>>>

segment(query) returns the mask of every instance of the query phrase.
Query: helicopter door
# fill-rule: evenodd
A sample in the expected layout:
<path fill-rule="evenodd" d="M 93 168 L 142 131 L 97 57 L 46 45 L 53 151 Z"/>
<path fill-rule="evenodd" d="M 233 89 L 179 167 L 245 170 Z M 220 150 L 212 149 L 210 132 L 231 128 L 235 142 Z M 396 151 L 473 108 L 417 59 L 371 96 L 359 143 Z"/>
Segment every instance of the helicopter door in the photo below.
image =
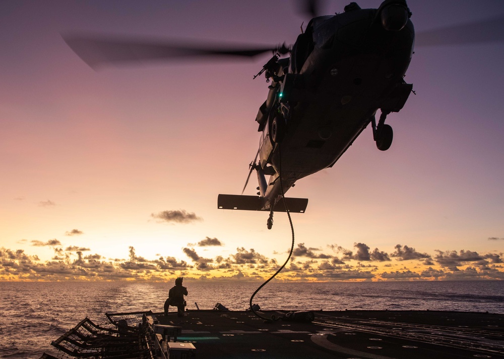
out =
<path fill-rule="evenodd" d="M 270 121 L 272 120 L 271 116 L 269 116 L 266 126 L 263 130 L 261 139 L 259 140 L 259 158 L 261 166 L 263 168 L 266 166 L 266 163 L 271 157 L 271 153 L 273 151 L 273 145 L 270 140 Z"/>

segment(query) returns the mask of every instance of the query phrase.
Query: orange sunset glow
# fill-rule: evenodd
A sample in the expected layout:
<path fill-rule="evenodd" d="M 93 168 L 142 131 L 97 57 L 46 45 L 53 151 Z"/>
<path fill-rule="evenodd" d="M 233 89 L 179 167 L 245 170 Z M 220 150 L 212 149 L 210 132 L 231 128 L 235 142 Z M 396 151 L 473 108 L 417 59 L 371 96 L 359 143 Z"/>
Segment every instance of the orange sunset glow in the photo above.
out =
<path fill-rule="evenodd" d="M 408 4 L 418 32 L 504 16 L 499 0 Z M 307 21 L 292 2 L 6 1 L 0 14 L 0 281 L 259 282 L 281 265 L 285 213 L 268 230 L 267 212 L 217 207 L 257 152 L 268 84 L 253 76 L 271 55 L 95 71 L 61 34 L 289 44 Z M 503 50 L 415 48 L 391 148 L 367 128 L 287 194 L 309 202 L 276 280 L 504 279 Z"/>

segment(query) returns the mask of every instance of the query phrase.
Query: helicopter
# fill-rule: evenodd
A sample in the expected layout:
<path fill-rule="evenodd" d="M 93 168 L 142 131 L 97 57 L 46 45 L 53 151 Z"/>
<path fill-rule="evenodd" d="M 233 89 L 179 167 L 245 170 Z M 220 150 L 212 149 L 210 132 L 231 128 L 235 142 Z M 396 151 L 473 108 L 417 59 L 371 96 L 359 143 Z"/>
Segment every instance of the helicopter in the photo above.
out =
<path fill-rule="evenodd" d="M 269 211 L 271 229 L 274 212 L 306 210 L 307 199 L 285 198 L 285 193 L 298 180 L 332 167 L 368 126 L 379 150 L 391 147 L 393 131 L 385 123 L 387 116 L 399 112 L 413 93 L 413 85 L 404 80 L 415 44 L 411 17 L 406 0 L 385 0 L 377 9 L 351 3 L 341 13 L 314 16 L 288 47 L 191 46 L 78 35 L 64 38 L 94 68 L 107 62 L 253 57 L 272 52 L 255 76 L 264 74 L 269 84 L 255 119 L 259 148 L 241 195 L 221 194 L 217 201 L 219 209 Z M 440 29 L 429 41 L 449 41 L 439 40 L 448 32 Z M 485 40 L 477 37 L 463 42 Z M 259 192 L 243 195 L 254 171 Z"/>

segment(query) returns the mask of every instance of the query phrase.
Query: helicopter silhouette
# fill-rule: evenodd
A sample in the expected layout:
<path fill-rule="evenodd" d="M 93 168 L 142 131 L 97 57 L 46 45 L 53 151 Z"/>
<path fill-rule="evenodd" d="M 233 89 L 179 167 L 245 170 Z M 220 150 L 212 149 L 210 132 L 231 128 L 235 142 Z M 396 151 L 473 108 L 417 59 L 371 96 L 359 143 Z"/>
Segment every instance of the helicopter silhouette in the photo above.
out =
<path fill-rule="evenodd" d="M 385 0 L 377 9 L 356 3 L 344 12 L 313 17 L 292 46 L 202 46 L 86 35 L 64 35 L 88 65 L 198 56 L 273 56 L 255 76 L 268 83 L 256 121 L 259 146 L 241 195 L 219 195 L 218 208 L 303 213 L 308 200 L 285 198 L 298 180 L 332 167 L 367 126 L 378 149 L 393 139 L 387 116 L 404 107 L 413 85 L 404 77 L 417 46 L 501 40 L 502 19 L 439 29 L 415 36 L 405 0 Z M 379 110 L 380 113 L 379 115 Z M 244 196 L 254 171 L 257 196 Z M 266 176 L 269 176 L 267 182 Z"/>

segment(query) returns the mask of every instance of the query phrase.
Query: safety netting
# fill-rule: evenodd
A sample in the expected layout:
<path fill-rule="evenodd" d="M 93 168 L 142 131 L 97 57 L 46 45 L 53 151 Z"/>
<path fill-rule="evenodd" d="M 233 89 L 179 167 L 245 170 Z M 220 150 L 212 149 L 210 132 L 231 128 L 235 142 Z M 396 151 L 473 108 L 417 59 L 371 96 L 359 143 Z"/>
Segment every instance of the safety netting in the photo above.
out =
<path fill-rule="evenodd" d="M 155 352 L 146 317 L 149 314 L 107 313 L 108 322 L 100 324 L 86 318 L 51 343 L 58 350 L 56 356 L 44 353 L 40 359 L 152 359 Z"/>

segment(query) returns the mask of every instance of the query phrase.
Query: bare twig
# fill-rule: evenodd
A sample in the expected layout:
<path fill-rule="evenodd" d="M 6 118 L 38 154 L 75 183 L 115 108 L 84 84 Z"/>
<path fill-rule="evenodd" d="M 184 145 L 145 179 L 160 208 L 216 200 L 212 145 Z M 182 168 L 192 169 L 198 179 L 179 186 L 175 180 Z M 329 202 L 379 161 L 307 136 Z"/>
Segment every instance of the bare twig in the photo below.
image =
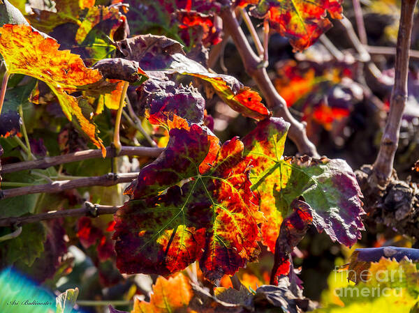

<<<

Do wykonania »
Znajdź w materiale powyżej wszystkie wiersze, w których występuje słowo „above”, i przepisz je.

Rozwiązanie zadania »
Segment every instance of the orange sunset glow in the photo above.
Segment every instance of the helicopter in the photo above.
Segment every instance of the helicopter silhouette in the photo above.
Segment every instance of the safety netting in the photo above.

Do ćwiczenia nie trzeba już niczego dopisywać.